### Problem requirements
Repeat each entry below without omitting a single word.

Stored dataset items

========

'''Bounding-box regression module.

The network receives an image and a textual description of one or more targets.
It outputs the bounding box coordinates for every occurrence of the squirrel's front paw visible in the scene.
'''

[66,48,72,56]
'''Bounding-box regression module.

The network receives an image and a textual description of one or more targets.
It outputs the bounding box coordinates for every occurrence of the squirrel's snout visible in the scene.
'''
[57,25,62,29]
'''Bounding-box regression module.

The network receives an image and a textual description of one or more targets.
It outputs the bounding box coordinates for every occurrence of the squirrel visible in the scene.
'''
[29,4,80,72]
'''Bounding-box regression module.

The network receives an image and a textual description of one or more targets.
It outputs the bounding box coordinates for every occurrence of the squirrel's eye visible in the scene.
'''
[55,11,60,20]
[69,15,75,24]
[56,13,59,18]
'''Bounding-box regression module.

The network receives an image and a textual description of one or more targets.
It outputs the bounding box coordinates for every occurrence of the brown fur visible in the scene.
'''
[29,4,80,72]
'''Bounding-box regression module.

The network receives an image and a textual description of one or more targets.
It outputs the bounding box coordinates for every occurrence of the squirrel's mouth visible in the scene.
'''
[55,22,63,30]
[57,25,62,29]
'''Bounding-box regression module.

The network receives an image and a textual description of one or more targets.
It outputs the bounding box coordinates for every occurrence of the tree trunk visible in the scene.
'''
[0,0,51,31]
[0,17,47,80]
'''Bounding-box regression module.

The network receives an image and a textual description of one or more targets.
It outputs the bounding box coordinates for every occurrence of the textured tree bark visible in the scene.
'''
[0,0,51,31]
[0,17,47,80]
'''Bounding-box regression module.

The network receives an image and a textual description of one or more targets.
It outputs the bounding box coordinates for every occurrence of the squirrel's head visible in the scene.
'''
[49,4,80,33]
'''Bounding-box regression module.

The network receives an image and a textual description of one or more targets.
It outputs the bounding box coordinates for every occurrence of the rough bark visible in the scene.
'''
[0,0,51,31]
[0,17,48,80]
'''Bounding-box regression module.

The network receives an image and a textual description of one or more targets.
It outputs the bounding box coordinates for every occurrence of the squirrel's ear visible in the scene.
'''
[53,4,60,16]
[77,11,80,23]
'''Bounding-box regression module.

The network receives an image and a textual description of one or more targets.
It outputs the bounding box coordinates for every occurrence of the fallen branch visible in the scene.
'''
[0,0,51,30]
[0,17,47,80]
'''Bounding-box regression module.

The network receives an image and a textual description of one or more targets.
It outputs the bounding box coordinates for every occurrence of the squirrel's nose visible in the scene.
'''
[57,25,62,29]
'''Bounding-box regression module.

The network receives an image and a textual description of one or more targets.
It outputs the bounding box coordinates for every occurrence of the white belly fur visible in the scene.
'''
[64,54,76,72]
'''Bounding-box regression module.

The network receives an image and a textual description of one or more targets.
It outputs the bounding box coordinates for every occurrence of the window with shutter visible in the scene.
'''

========

### Written response
'''Bounding-box regression module.

The network receives an image and a textual description of one or more targets.
It outputs the bounding box coordinates for every occurrence of the squirrel's front paw visible in the scene.
'''

[66,48,72,56]
'''Bounding-box regression module.

The network receives an image and a textual description of one or more targets.
It outputs the bounding box coordinates for every occurrence of the squirrel's snout visible in the scene.
'''
[57,25,62,29]
'''Bounding-box regression module.

The network receives an image and a textual description of one or more targets.
It outputs the bounding box coordinates for every occurrence of the squirrel visible in the scene.
'''
[29,4,80,72]
'''Bounding-box regression module.

The network receives an image and a textual description of one or more targets.
It outputs the bounding box coordinates for every occurrence of the squirrel's eye visible in the scene.
'''
[55,11,60,20]
[69,15,75,24]
[56,13,59,18]
'''Bounding-box regression module.

The network receives an image and a textual description of one or more targets.
It outputs the bounding box coordinates for every occurrence of the brown fur visible in the scene.
'''
[29,4,80,72]
'''Bounding-box regression module.

The network receives an image and a textual description of one or more targets.
It outputs the bounding box coordinates for every occurrence of the squirrel's mouth visible in the scene.
'''
[55,22,63,30]
[57,25,62,29]
'''Bounding-box regression module.

The network receives an image and a textual description of one or more targets.
It outputs the bounding box coordinates for every occurrence of the tree trunk visible in the scene.
'''
[0,0,51,31]
[0,17,47,80]
'''Bounding-box regression module.

The network receives an image and a textual description of one or more targets.
It outputs the bounding box coordinates for every occurrence of the textured tree bark visible in the scene.
'''
[0,0,51,31]
[0,17,47,80]
'''Bounding-box regression module.

The network receives an image and a textual description of one or more targets.
It outputs the bounding box coordinates for every occurrence of the squirrel's head visible in the scene.
'''
[49,4,80,33]
'''Bounding-box regression module.

The network receives an image and a textual description of one or more targets.
It outputs the bounding box coordinates for every occurrence of the rough bark visible in the scene.
'''
[0,0,51,31]
[0,17,48,80]
'''Bounding-box regression module.

The network receives an image and a textual description of one or more targets.
It outputs the bounding box coordinates for every occurrence of the squirrel's ear visible in the scene.
'''
[53,4,60,16]
[77,11,80,23]
'''Bounding-box regression module.

The network receives an image and a textual description of one or more targets.
It outputs the bounding box coordinates for every occurrence of the fallen branch visible in the scene.
'''
[0,0,51,30]
[0,17,47,80]
'''Bounding-box regression module.

The network receives an image and a textual description of one or more targets.
It outputs the bounding box coordinates for every occurrence of the squirrel's nose visible in the scene.
'''
[57,25,62,29]
'''Bounding-box regression module.

The network receives an image and a textual description of one or more targets.
It outputs the bounding box coordinates for every occurrence of the white belly fur visible in the scene.
'''
[64,54,76,72]
'''Bounding-box regression module.

The network receives an image and a textual description of one or more targets.
It outputs the bounding box coordinates for every occurrence of the window with shutter visible in the scene.
'''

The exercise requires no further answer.